• [Work to complete]: Please write out exactly the lines that begin at the line containing "mark: the reflection" and run to the end of the records.

Start of Exercise data

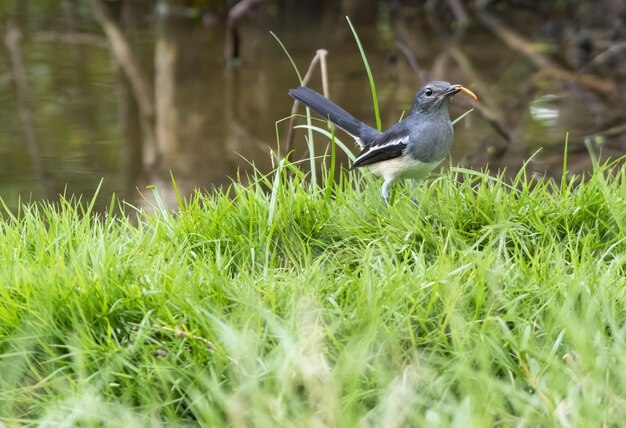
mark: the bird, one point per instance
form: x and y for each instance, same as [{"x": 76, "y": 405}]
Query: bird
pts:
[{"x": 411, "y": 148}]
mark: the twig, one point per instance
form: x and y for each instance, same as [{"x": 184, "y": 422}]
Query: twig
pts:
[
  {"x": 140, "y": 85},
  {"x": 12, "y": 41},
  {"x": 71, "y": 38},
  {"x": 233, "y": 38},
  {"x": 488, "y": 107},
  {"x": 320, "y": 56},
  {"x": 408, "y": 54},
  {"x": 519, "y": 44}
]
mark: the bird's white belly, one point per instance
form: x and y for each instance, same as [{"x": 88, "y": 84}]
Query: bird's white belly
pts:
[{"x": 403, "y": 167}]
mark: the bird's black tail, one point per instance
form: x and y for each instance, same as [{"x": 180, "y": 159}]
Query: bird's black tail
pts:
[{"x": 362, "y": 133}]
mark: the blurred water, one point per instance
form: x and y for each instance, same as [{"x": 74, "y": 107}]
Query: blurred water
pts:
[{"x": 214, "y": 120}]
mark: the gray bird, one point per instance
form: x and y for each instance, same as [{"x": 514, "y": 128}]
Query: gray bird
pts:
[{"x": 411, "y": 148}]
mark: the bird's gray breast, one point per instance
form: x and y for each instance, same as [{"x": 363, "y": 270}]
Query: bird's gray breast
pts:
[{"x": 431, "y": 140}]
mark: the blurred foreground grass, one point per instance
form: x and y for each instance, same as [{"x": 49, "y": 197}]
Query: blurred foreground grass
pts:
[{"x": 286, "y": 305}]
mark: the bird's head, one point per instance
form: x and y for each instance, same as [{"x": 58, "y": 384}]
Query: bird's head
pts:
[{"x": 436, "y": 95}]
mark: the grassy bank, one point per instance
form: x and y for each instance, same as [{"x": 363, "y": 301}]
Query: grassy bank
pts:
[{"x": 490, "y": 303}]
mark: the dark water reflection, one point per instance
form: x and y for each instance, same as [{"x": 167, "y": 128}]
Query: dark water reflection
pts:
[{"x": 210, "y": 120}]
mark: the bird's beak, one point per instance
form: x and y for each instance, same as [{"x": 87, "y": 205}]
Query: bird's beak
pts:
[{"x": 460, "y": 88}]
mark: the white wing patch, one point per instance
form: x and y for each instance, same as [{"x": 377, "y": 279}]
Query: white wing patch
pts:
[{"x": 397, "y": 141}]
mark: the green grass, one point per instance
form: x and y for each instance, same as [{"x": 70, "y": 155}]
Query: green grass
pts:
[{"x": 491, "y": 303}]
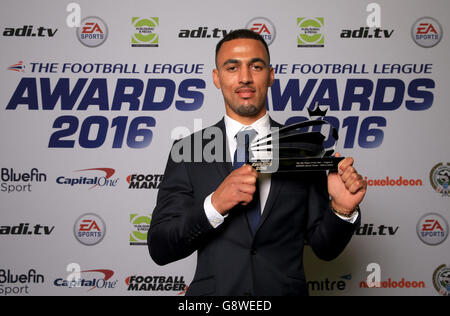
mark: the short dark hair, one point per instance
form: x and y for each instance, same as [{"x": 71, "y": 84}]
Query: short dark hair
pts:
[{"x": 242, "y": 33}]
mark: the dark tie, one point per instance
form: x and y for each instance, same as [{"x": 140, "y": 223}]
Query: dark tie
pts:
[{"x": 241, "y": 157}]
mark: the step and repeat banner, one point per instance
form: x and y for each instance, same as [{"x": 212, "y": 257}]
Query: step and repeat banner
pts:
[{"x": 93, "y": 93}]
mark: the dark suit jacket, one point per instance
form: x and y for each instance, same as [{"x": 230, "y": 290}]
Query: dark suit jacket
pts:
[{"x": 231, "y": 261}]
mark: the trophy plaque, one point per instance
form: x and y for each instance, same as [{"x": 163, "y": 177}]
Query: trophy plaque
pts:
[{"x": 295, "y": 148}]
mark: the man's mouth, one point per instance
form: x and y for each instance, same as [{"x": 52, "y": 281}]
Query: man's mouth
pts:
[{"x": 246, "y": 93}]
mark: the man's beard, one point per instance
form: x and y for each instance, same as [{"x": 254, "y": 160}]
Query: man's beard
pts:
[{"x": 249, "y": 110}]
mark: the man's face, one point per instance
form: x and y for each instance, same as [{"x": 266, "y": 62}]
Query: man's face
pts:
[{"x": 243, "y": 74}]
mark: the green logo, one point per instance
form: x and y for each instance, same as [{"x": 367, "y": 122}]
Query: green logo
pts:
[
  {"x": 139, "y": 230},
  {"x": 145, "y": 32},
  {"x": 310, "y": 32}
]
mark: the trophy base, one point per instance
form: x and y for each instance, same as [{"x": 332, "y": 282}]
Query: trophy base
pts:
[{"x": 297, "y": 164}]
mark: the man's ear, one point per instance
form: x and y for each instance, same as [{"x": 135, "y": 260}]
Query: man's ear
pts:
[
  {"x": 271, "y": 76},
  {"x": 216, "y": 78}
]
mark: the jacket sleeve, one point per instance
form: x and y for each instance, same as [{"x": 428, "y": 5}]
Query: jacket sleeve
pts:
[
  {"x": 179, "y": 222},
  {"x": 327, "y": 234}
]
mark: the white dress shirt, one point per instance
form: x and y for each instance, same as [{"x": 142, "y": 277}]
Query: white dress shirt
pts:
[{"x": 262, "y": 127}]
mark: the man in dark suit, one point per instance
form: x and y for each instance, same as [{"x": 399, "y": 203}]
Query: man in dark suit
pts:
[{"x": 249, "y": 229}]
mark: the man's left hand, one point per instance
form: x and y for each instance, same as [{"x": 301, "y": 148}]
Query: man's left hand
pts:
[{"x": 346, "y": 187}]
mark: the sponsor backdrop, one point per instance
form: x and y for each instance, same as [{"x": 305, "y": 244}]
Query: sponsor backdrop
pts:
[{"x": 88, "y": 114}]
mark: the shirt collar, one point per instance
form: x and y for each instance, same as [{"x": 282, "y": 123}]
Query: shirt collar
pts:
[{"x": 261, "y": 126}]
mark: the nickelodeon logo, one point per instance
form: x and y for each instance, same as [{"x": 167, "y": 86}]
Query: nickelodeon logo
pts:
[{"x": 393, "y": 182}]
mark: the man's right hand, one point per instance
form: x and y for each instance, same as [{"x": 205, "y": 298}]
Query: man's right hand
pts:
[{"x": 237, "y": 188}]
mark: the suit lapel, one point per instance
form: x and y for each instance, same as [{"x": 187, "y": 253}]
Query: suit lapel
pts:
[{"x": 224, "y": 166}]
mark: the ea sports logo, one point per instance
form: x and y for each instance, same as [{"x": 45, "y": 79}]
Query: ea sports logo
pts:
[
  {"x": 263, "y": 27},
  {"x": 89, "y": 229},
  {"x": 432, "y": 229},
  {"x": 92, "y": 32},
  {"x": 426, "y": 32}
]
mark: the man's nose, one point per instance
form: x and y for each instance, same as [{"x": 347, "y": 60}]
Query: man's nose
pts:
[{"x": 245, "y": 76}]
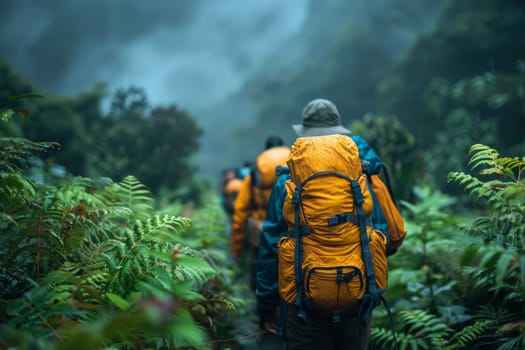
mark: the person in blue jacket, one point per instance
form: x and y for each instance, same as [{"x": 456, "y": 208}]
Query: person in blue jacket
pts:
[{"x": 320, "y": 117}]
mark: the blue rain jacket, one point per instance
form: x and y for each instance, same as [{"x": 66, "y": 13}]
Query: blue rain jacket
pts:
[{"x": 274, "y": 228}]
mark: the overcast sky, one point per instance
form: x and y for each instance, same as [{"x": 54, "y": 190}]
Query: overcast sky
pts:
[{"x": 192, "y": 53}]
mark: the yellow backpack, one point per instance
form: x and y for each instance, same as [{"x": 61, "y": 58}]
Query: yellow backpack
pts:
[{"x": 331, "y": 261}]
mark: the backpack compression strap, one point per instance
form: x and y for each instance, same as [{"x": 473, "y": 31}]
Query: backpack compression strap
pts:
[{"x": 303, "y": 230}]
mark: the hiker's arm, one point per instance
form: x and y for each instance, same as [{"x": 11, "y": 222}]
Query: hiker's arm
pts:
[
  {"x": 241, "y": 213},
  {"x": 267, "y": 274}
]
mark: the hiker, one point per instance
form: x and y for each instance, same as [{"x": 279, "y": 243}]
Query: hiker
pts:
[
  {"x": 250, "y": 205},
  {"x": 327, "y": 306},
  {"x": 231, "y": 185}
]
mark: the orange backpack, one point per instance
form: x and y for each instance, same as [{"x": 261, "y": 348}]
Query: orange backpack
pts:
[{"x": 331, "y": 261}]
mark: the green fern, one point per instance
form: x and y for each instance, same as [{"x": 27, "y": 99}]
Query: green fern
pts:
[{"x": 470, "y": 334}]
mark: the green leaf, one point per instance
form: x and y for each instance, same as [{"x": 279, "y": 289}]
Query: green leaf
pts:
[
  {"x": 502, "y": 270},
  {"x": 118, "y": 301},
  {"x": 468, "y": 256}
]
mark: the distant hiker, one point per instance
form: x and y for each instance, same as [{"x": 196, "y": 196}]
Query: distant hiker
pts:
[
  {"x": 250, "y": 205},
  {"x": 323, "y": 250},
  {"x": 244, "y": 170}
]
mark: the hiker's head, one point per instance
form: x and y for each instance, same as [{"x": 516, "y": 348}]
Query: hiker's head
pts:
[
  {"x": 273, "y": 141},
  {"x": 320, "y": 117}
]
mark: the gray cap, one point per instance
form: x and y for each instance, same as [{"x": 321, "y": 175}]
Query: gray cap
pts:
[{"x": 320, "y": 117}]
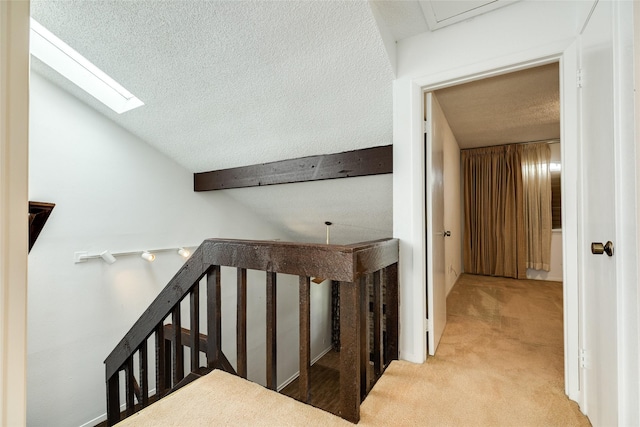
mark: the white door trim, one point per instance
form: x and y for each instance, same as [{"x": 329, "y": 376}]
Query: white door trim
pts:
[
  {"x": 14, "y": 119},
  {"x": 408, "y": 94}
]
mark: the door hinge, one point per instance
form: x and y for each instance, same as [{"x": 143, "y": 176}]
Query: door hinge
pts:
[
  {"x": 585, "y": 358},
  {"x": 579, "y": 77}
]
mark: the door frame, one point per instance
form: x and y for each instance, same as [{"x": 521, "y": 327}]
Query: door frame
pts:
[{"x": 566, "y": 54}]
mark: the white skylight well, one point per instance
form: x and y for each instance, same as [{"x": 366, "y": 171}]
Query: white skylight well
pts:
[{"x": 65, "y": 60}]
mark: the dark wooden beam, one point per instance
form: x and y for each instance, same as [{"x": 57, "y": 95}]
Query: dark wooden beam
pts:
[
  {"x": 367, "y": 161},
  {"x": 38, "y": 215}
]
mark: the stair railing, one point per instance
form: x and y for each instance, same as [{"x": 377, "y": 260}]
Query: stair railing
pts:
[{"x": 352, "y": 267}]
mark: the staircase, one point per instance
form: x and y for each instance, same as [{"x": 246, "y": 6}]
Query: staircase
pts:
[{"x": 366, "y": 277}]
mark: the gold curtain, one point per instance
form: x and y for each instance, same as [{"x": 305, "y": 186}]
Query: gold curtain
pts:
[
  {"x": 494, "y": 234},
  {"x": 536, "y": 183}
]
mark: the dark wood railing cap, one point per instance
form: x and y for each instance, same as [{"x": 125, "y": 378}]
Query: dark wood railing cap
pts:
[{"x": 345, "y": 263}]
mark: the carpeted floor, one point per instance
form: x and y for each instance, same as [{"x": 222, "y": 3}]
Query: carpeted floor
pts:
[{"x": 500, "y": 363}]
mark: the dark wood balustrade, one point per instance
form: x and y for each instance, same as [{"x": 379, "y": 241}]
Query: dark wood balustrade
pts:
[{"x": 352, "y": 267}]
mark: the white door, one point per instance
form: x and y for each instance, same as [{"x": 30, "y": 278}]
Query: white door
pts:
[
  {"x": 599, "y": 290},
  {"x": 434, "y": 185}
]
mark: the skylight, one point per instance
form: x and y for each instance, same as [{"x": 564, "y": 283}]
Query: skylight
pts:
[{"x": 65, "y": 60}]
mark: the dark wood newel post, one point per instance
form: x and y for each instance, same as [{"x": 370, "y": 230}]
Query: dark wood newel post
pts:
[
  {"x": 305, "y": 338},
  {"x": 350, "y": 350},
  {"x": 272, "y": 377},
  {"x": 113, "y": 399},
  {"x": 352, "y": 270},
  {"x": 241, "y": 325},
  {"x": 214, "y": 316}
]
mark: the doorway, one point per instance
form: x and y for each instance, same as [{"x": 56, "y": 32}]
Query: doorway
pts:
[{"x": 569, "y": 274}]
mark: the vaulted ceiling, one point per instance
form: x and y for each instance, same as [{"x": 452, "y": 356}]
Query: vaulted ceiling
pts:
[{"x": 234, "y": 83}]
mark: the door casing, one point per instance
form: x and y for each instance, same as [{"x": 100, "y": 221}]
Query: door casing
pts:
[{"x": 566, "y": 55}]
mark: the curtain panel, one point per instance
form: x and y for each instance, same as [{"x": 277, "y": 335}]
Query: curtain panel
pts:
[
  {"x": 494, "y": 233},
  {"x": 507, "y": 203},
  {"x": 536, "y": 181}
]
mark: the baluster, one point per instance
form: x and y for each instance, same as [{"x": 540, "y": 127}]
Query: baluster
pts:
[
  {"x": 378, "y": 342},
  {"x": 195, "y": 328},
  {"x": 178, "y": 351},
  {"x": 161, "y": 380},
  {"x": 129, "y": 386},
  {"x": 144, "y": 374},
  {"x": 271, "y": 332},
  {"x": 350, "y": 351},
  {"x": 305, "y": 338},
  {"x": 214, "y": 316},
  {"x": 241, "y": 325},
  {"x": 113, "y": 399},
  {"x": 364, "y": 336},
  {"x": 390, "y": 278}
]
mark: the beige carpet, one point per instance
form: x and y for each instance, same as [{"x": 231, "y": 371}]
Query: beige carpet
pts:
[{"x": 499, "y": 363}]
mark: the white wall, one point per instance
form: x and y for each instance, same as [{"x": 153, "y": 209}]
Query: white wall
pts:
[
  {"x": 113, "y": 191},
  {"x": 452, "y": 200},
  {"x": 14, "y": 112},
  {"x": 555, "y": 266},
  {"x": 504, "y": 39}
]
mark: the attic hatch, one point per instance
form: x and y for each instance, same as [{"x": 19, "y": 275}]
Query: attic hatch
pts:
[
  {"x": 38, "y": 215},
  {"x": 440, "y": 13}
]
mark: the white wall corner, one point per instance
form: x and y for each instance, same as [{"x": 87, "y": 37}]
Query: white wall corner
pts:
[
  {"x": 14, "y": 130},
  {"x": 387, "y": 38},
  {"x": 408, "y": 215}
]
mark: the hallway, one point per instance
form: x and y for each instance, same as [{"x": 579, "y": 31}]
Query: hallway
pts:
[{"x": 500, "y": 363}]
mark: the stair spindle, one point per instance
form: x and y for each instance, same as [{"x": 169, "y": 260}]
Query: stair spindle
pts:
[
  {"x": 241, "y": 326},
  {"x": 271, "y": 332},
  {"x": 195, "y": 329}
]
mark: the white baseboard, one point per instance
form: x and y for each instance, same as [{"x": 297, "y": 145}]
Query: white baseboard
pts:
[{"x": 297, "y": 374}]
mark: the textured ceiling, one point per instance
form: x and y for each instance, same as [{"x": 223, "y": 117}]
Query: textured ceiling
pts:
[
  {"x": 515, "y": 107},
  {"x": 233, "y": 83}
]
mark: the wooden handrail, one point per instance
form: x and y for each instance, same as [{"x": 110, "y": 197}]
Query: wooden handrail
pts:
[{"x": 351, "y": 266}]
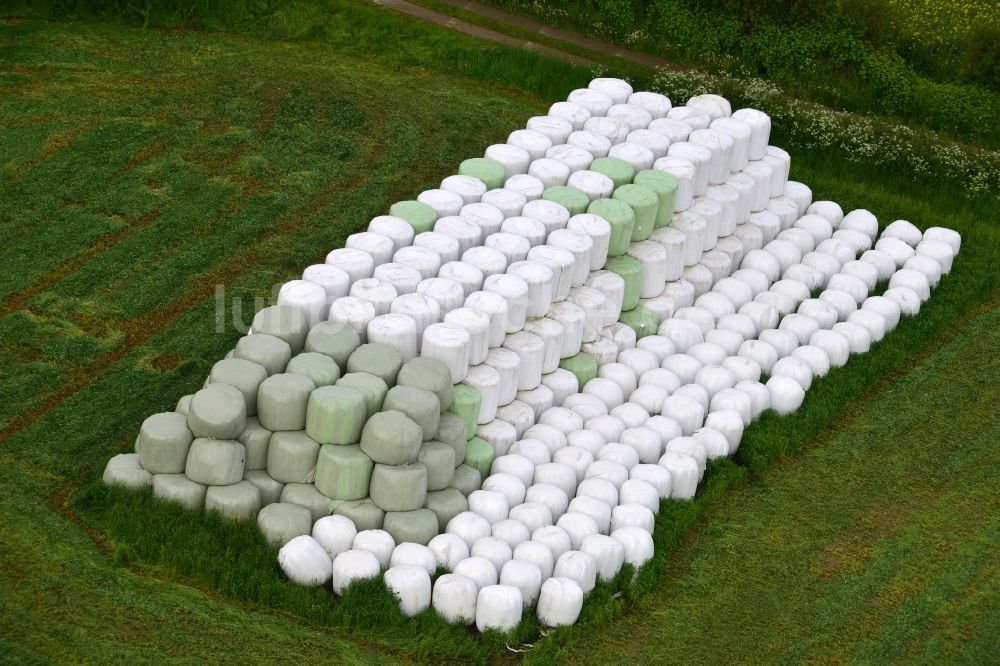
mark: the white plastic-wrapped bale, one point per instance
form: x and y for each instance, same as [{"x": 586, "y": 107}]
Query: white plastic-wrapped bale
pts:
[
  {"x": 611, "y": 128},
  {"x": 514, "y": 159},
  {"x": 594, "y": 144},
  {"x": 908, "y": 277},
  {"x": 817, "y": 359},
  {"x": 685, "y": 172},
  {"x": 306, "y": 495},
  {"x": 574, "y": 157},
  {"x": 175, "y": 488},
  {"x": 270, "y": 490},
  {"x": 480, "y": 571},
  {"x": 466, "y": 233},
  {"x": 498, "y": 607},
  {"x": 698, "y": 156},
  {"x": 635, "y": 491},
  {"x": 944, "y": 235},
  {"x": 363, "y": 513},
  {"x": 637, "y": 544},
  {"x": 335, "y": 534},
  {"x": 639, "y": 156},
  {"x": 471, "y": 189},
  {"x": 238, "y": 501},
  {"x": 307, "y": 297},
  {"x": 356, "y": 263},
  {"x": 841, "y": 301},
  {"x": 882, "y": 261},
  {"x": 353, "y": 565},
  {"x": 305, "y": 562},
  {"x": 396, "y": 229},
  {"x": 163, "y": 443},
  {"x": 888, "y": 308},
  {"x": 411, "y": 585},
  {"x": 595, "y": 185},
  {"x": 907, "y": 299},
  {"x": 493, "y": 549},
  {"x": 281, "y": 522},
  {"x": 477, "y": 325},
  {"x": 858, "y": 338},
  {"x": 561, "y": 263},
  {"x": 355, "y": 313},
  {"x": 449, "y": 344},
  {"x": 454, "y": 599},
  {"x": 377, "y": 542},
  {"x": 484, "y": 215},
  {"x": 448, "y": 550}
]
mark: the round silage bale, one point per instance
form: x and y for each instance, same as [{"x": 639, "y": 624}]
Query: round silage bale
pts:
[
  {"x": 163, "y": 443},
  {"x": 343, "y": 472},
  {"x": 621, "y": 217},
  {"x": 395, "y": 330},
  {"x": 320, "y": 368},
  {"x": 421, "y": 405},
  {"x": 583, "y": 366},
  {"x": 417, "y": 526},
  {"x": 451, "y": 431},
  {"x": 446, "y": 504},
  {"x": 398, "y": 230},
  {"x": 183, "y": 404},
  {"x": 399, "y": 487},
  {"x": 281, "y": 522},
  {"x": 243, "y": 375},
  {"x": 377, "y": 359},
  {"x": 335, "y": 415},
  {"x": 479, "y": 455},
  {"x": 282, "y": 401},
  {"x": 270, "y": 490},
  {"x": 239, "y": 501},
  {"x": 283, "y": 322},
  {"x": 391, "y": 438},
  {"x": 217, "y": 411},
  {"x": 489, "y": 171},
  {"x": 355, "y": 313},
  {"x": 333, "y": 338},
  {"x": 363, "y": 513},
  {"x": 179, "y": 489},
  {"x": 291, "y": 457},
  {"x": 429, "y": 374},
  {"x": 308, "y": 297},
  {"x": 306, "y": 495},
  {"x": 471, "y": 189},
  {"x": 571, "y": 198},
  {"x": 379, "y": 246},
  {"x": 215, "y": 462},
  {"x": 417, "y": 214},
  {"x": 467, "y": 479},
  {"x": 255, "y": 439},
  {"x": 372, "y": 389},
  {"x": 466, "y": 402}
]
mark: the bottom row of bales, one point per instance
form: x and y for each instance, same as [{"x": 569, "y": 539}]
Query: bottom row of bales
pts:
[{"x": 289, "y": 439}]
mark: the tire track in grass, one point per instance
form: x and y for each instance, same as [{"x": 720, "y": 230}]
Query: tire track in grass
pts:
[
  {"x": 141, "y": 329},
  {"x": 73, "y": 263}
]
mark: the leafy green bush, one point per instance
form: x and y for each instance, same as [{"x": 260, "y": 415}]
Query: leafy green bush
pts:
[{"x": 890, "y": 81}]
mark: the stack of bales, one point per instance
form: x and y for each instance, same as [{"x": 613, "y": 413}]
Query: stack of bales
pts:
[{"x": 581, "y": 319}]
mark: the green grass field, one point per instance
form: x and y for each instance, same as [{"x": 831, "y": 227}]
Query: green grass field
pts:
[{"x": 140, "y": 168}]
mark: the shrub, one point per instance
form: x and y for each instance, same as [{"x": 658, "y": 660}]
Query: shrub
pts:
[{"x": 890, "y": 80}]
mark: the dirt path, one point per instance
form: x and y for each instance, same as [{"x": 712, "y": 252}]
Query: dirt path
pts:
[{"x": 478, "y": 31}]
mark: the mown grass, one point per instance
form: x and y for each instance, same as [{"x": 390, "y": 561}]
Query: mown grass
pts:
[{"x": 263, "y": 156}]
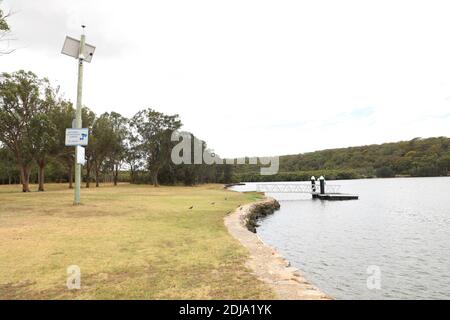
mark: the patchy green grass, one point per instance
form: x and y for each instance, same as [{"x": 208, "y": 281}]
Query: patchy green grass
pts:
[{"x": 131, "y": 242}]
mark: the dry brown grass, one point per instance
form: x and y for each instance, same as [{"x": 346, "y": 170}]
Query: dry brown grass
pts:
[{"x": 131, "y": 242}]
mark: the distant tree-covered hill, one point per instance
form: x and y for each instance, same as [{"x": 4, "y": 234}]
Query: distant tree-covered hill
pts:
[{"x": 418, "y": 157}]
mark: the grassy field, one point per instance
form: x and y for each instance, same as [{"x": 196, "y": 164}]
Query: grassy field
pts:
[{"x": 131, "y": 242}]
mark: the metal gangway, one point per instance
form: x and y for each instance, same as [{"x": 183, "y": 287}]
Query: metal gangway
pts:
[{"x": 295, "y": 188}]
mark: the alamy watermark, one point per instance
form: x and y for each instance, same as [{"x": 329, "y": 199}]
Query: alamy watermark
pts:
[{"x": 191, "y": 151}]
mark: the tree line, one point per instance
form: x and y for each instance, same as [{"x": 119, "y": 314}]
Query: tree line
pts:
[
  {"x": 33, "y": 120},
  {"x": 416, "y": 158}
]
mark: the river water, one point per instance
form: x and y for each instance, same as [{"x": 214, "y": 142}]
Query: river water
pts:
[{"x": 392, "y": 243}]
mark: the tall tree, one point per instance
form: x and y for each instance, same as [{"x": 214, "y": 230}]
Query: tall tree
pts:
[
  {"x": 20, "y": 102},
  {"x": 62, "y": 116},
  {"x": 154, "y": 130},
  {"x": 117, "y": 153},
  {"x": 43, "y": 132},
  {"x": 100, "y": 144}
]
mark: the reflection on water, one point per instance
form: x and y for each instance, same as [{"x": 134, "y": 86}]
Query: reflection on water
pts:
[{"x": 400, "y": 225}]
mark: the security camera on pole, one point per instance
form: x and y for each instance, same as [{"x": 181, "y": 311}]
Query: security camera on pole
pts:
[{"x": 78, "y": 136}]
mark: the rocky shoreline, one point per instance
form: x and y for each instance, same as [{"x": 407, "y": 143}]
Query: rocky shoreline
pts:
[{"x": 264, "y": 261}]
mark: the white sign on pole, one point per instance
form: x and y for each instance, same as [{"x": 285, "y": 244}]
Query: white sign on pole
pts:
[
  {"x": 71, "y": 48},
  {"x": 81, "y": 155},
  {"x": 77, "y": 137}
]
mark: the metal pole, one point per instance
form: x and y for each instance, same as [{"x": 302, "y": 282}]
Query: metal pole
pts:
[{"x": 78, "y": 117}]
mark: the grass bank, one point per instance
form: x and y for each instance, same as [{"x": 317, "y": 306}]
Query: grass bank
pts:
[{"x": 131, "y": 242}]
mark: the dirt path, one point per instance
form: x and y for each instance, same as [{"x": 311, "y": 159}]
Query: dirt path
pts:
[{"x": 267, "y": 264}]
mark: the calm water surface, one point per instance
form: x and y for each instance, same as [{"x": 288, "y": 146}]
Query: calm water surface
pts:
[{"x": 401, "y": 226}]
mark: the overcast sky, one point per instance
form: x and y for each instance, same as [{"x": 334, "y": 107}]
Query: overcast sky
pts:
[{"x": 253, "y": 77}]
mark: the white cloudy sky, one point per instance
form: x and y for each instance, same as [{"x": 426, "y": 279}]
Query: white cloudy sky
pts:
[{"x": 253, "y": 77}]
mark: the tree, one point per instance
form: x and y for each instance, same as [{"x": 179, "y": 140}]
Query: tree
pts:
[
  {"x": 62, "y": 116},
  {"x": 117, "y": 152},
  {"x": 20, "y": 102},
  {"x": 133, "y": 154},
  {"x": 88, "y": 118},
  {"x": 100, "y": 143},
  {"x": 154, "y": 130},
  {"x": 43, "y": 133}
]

End of Exercise data

• [Task answer]:
mark: the reflection on water, one point per instance
form: x and y for each instance, same as [{"x": 134, "y": 86}]
Query: reflection on water
pts:
[{"x": 400, "y": 225}]
mark: the security camera on pole, one point per instance
form: x and y for each instance, same as [{"x": 181, "y": 311}]
Query: security camera on pole
pts:
[{"x": 78, "y": 136}]
mark: the rocky shoreline, one point per instance
form: x and y for each instance, same as [{"x": 407, "y": 143}]
Query: rocky shoreline
pts:
[{"x": 264, "y": 261}]
mark: the white sign on pole, one point per instance
form: x and y for each instance, same as [{"x": 285, "y": 244}]
Query: white sign on pole
pts:
[
  {"x": 71, "y": 48},
  {"x": 81, "y": 155},
  {"x": 77, "y": 137}
]
mark: the metal pole, one point per instance
form: x and y for each instance, same as [{"x": 302, "y": 282}]
Query: metal pole
pts:
[{"x": 78, "y": 117}]
mark: the grass bank, one point per instance
form: x and y for each instance, same as [{"x": 317, "y": 306}]
Query: grass bank
pts:
[{"x": 131, "y": 242}]
mark: the dirt path, one point per instance
form: x and y for each instance, same as [{"x": 311, "y": 159}]
Query: dirt path
pts:
[{"x": 267, "y": 264}]
mark: the calm water surface, one point per instance
form: x and y for each instance, same as [{"x": 288, "y": 146}]
Query: calm water surface
pts:
[{"x": 401, "y": 226}]
mark: the overcast sky, one point per instance
form: x and y for each instance, same as [{"x": 334, "y": 107}]
Query: overcast sky
pts:
[{"x": 253, "y": 77}]
mark: the white cloudy sky, one point per instance
form: x and y for each instance, same as [{"x": 426, "y": 279}]
Query: white cloudy sky
pts:
[{"x": 253, "y": 77}]
mark: the tree, one point per instance
form: x and y for each instance, same as [{"x": 179, "y": 140}]
Query: tree
pts:
[
  {"x": 62, "y": 116},
  {"x": 117, "y": 152},
  {"x": 20, "y": 102},
  {"x": 133, "y": 154},
  {"x": 88, "y": 118},
  {"x": 100, "y": 143},
  {"x": 154, "y": 130},
  {"x": 43, "y": 133}
]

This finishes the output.